►
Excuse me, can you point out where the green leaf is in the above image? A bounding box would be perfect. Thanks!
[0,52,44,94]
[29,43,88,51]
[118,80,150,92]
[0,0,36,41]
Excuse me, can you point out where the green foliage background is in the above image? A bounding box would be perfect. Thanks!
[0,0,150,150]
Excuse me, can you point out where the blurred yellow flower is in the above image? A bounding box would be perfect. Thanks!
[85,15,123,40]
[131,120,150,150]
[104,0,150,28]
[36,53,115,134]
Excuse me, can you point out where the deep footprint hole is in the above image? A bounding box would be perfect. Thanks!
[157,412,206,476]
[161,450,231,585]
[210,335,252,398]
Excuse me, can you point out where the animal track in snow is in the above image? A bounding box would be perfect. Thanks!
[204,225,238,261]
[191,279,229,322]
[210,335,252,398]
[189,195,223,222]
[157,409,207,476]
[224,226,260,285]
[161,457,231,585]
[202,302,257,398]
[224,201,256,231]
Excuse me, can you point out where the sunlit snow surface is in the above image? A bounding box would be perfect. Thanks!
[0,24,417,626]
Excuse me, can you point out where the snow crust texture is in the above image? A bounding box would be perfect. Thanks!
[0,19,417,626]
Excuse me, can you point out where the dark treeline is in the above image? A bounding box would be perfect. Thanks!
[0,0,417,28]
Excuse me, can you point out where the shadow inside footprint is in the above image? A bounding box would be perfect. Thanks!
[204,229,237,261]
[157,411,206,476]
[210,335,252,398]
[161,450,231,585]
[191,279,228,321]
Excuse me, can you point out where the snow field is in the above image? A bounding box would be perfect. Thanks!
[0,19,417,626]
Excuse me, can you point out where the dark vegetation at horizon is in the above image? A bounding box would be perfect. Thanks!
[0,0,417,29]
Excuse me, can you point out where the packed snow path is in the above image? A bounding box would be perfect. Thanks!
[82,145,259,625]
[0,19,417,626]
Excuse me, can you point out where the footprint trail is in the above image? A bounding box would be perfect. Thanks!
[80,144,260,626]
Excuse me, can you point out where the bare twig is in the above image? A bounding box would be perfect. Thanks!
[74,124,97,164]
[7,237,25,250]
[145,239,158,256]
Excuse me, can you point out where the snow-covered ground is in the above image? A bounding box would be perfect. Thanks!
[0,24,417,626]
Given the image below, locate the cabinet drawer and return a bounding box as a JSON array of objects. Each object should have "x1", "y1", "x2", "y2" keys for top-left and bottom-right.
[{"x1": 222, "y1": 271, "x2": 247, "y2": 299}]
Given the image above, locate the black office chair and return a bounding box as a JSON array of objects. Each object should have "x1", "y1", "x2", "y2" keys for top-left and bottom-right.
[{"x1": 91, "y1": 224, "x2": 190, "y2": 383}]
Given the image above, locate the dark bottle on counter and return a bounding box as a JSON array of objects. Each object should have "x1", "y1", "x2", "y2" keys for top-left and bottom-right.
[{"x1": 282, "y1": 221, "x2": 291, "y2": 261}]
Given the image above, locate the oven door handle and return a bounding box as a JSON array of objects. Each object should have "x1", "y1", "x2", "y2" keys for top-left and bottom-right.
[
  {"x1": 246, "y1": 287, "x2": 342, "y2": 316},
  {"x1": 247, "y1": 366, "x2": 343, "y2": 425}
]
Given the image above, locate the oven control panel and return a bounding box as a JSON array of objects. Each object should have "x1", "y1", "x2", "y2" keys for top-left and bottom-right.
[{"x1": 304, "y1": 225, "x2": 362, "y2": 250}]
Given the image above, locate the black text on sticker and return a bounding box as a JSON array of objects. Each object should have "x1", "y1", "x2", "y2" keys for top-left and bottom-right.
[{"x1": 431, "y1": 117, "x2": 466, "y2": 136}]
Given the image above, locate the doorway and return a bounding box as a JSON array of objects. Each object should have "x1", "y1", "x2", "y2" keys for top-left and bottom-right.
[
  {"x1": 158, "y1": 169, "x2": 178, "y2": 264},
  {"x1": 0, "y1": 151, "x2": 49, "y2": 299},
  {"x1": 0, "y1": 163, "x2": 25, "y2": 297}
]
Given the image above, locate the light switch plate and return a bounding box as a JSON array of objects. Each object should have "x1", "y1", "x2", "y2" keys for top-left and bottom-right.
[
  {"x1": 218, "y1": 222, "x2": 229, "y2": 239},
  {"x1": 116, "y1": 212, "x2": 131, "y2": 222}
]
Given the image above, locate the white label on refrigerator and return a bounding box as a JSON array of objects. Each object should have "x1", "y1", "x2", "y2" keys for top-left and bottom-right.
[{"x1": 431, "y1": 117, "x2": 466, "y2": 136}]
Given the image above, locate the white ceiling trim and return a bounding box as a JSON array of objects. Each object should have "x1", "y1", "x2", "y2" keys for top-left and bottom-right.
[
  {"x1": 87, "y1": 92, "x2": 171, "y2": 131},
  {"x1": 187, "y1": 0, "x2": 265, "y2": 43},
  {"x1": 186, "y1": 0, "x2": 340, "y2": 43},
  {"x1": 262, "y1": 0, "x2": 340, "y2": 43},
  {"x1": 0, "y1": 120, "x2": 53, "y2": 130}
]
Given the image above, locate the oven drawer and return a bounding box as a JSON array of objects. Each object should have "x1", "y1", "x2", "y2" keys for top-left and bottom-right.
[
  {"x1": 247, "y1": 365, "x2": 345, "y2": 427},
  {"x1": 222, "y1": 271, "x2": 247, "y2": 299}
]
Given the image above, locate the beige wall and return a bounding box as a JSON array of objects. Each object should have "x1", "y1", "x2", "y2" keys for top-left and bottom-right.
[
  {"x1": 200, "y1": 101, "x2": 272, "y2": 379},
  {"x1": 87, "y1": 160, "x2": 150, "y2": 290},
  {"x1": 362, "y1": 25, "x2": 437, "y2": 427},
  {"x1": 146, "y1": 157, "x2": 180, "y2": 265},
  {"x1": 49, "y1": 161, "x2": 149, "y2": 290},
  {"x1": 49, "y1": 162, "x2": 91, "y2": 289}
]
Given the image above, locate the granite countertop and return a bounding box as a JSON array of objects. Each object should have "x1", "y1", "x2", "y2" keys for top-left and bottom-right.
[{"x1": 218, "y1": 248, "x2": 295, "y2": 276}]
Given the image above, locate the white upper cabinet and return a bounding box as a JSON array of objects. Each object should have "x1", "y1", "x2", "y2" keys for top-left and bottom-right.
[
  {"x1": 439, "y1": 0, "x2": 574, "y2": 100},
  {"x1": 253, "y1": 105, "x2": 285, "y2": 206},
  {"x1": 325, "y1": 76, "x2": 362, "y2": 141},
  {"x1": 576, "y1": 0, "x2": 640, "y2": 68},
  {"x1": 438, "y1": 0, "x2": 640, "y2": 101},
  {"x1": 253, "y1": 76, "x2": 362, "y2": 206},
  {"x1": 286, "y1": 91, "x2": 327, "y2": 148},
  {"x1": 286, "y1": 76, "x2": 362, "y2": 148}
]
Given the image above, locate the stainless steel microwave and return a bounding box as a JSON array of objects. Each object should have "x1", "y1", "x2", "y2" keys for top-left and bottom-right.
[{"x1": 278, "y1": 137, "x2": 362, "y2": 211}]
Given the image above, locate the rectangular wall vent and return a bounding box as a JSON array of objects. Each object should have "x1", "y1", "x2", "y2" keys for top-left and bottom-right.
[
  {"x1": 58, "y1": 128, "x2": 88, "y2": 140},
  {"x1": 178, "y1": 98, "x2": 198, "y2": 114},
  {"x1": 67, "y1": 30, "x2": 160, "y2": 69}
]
◄
- Obiettivo: Modifica tutte le voci sostituendo "bounding box" con "bounding rectangle", senza cambiare nient'altro.

- La soluzione:
Excuse me, can you point out where the green leaf is in the above image? A bounding rectangle would be perfect. Thanks!
[0,52,44,94]
[29,43,88,51]
[118,80,150,92]
[0,0,36,41]
Excuse me, can you point out where the green foliage background is in the above image? A bounding rectangle would be perfect. Thanks!
[0,0,150,150]
Excuse me, can you point out where the blurred yellow flower is in the above image? A bounding rectangle would be perfect. Thanks!
[85,15,123,40]
[131,120,150,150]
[104,0,150,28]
[36,53,115,134]
Excuse me, can you point out where the deep footprint hole is in the above image? A bounding rectangle would be perfect. Thanks!
[157,412,206,476]
[161,450,231,585]
[210,335,252,398]
Excuse me, can you point out where the animal track in snow is in the above image? A bounding rectangle would be perfect. Thanks!
[204,225,238,261]
[191,279,229,322]
[210,335,252,398]
[189,195,223,222]
[157,409,207,476]
[224,226,260,285]
[161,457,231,585]
[202,302,257,398]
[224,201,256,231]
Excuse me, can you point out where the sunlit snow surface is in the above image? A bounding rectangle would be perfect. Thanks!
[0,24,417,626]
Excuse me, can you point out where the snow crust texture is in the above image? A bounding rectangle would be perfect. Thanks!
[0,19,417,626]
Excuse me, can you point out where the dark treeline is in the above image? A bounding rectangle would be perfect. Thanks!
[0,0,417,28]
Excuse me, can you point out where the shadow inside footprint is in the above image? A bounding rectangle would be perfect. Thanks!
[204,229,237,261]
[157,411,206,476]
[210,335,252,398]
[161,450,231,585]
[191,279,228,321]
Excuse me, can you point out where the snow field is in the above image? A bounding rectangle would be perfect. Thanks!
[0,19,417,626]
Excuse me, can you point out where the dark vegetation at horizon is in the above image? A bounding rectangle would be perfect. Thanks!
[0,0,417,29]
Excuse me, can you point out where the packed snow path is in the above image? A bounding rectangle would be perfect. Thanks!
[82,145,259,625]
[0,19,417,626]
Excuse me, can you point out where the footprint trail is in the above image? A bounding rectangle would be perfect. Thanks!
[80,144,260,626]
Excuse me, can you point out where the bare twig is in the above image? A bounding rectangle would be perfect. Thanks!
[74,124,97,164]
[7,237,25,250]
[145,239,158,256]
Excuse me, can you point out where the snow-covered ground is in the above image? A bounding rectangle would be perfect. Thanks!
[0,24,417,626]
Given the image below, locate the cabinet drawer and return a bounding rectangle as a JSON array of objects. Each object should have "x1", "y1", "x2", "y2" keys for top-left and bottom-right.
[{"x1": 222, "y1": 271, "x2": 247, "y2": 299}]
Given the image above, locate the black office chair and return a bounding rectangle as a JSON array of objects. Each object should have "x1", "y1", "x2", "y2" keys for top-left and bottom-right.
[{"x1": 91, "y1": 224, "x2": 190, "y2": 383}]
Given the image above, locate the dark bottle on counter and return a bounding rectangle as a JSON array of objects. Each object should have "x1", "y1", "x2", "y2" keys for top-left and bottom-right.
[{"x1": 282, "y1": 221, "x2": 291, "y2": 261}]
Given the image above, locate the oven door handle and return a bounding rectangle as a JSON array of objects. Each object should have "x1", "y1", "x2", "y2" keys for top-left and bottom-right.
[
  {"x1": 246, "y1": 287, "x2": 342, "y2": 316},
  {"x1": 247, "y1": 366, "x2": 343, "y2": 425}
]
Given the image above, locate the oven control panel and return a bounding rectangle as a JSON array of objects. Each object should have "x1", "y1", "x2", "y2" keys for top-left and bottom-right.
[{"x1": 304, "y1": 225, "x2": 362, "y2": 250}]
Given the image above, locate the black text on sticker and return a bounding rectangle as a JSON array of objects. Each object should have "x1", "y1", "x2", "y2" keys for top-left and bottom-right.
[{"x1": 431, "y1": 117, "x2": 466, "y2": 136}]
Given the image above, locate the doorway and return a bounding rectangle as a JSON array of objects. Each object should have "x1", "y1", "x2", "y2" keys for top-left and bottom-right.
[
  {"x1": 158, "y1": 169, "x2": 178, "y2": 264},
  {"x1": 0, "y1": 151, "x2": 49, "y2": 299},
  {"x1": 0, "y1": 163, "x2": 25, "y2": 297}
]
Given the image above, locate the light switch plate and return a bounding rectangle as a JSON array of objects. Each object should have "x1", "y1", "x2", "y2" keys for top-left and bottom-right.
[
  {"x1": 218, "y1": 222, "x2": 229, "y2": 239},
  {"x1": 116, "y1": 212, "x2": 131, "y2": 222}
]
Given the image above, locate the white label on refrigerator and return a bounding rectangle as a JSON array of objects. Each object should have "x1", "y1", "x2", "y2" keys for top-left and bottom-right.
[{"x1": 431, "y1": 117, "x2": 466, "y2": 136}]
Given the image above, locate the white ceiling trim and return a bounding rectangle as a JSON array of objects. Each object should have "x1", "y1", "x2", "y2" keys for top-left and bottom-right.
[
  {"x1": 87, "y1": 92, "x2": 171, "y2": 131},
  {"x1": 187, "y1": 0, "x2": 265, "y2": 43},
  {"x1": 186, "y1": 0, "x2": 340, "y2": 43},
  {"x1": 262, "y1": 0, "x2": 340, "y2": 43},
  {"x1": 0, "y1": 120, "x2": 53, "y2": 130}
]
Given the image above, locate the oven drawer and return a bounding rectangle as a JSON array of objects. Each object should have "x1", "y1", "x2", "y2" keys for top-left and bottom-right.
[
  {"x1": 247, "y1": 365, "x2": 345, "y2": 427},
  {"x1": 222, "y1": 271, "x2": 247, "y2": 299}
]
Given the image above, locate the beige wall and return a bounding rectangle as a JSON array of objects. Each object should have "x1", "y1", "x2", "y2" keys for top-left and bottom-right.
[
  {"x1": 200, "y1": 101, "x2": 272, "y2": 379},
  {"x1": 87, "y1": 160, "x2": 150, "y2": 290},
  {"x1": 362, "y1": 25, "x2": 437, "y2": 427},
  {"x1": 146, "y1": 157, "x2": 180, "y2": 265},
  {"x1": 49, "y1": 161, "x2": 149, "y2": 290},
  {"x1": 49, "y1": 162, "x2": 91, "y2": 289}
]
Given the image above, locate the granite countertop and return a bounding rectangle as a JSON array of objects. Each object should have "x1", "y1", "x2", "y2" keys for top-left and bottom-right.
[{"x1": 218, "y1": 248, "x2": 295, "y2": 276}]
Given the image above, locate the white upper cabinet and return a bounding rectangle as a JSON array of objects. Each object should have "x1", "y1", "x2", "y2" keys for top-left and bottom-right.
[
  {"x1": 439, "y1": 0, "x2": 574, "y2": 100},
  {"x1": 253, "y1": 105, "x2": 285, "y2": 206},
  {"x1": 325, "y1": 76, "x2": 362, "y2": 141},
  {"x1": 576, "y1": 0, "x2": 640, "y2": 68},
  {"x1": 438, "y1": 0, "x2": 640, "y2": 101},
  {"x1": 253, "y1": 76, "x2": 362, "y2": 206},
  {"x1": 286, "y1": 91, "x2": 327, "y2": 148},
  {"x1": 286, "y1": 76, "x2": 362, "y2": 148}
]
Given the image above, locate the stainless steel microwave and return a bounding rectangle as a JSON array of objects. Each object should have "x1", "y1", "x2", "y2" keys for top-left and bottom-right.
[{"x1": 278, "y1": 137, "x2": 362, "y2": 211}]
Given the image above, locate the rectangular wall vent and return a bounding rectangle as a JSON array of objects. Each object should have "x1", "y1", "x2", "y2" keys for top-left and bottom-right.
[
  {"x1": 58, "y1": 128, "x2": 88, "y2": 140},
  {"x1": 178, "y1": 98, "x2": 198, "y2": 114},
  {"x1": 67, "y1": 30, "x2": 160, "y2": 69}
]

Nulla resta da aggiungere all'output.